**What you will do**
[1] In the article on the PBS Alzheimer's documentary, what surprises Rick Shannon?
[2] Reproduce word for word the portion of the article on the PBS Alzheimer's documentary that opens with the words containing "Surprises or not, you" and closes with "live at home.".

BEGIN Document segment

Those who care for residents with Alzheimer's disease every day shouldn't expect many surprises from a new PBS documentary. “Alzheimer's: Every Minute Counts” premiered Jan. 25 and also may be watched online.

Surprises or not, you still may wish to see it. With footage and interviews with physicians, legislators, advocacy group representatives, family caregivers, older adults with the disease and others, the hour-long program does a good job of discussing how incidence of the degenerative brain disease is expected to grow as the baby-boom generation ages, showing the toll that caregiving takes on family members, making a case for more research funding and presenting assisted living as an option when it's no longer safe for an older adult to live at home.

Florida's high population of seniors, the documentary states, makes it the “epicenter of the Alzheimer's epidemic” and a place where memory care communities are proliferating. In one scene, Sandy Goldman, marketing director of Seasons Bellaire Memory Care in Clearwater, FL, explains community features to Rick Shannon, who is considering it as a potential spot for his mother, Phyllis.

Goldman points out shelves for mementos outside of all resident rooms, paint colors chosen to lower anxiety and satellite dining rooms to maximize choice. She also explains that memory care is more labor-intensive and requires more staffing and staff with higher levels of education than some other forms of senior living. That's something that Shannon can understand from the time he has spent directly caring for his mother.

What surprises Shannon is the fact that Medicare doesn't cover any of the cost for assisted living, and I think that's one piece of information that will benefit members of the general public who watch the program, in addition to general awareness.

END Document segment
BEGIN Data supplied

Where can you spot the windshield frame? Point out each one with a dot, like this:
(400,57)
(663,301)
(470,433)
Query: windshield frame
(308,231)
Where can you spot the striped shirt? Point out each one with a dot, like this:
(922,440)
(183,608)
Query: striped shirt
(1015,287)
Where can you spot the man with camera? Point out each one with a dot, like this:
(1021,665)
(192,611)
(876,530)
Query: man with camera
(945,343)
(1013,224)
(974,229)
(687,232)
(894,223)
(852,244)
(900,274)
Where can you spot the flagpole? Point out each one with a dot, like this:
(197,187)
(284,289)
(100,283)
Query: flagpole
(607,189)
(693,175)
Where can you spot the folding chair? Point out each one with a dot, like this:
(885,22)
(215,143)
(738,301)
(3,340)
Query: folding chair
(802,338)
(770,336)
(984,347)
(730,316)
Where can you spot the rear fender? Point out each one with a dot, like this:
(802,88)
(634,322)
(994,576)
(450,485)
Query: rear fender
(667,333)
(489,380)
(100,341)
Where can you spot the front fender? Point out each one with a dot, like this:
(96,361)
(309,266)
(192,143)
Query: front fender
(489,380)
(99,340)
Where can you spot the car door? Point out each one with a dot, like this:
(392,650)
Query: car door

END Data supplied

**Solutions by task**
[1] Medicare doesn't cover any of the cost of assisted living.

[2]
Surprises or not, you still may wish to see it. With footage and interviews with physicians, legislators, advocacy group representatives, family caregivers, older adults with the disease and others, the hour-long program does a good job of discussing how incidence of the degenerative brain disease is expected to grow as the baby-boom generation ages, showing the toll that caregiving takes on family members, making a case for more research funding and presenting assisted living as an option when it's no longer safe for an older adult to live at home.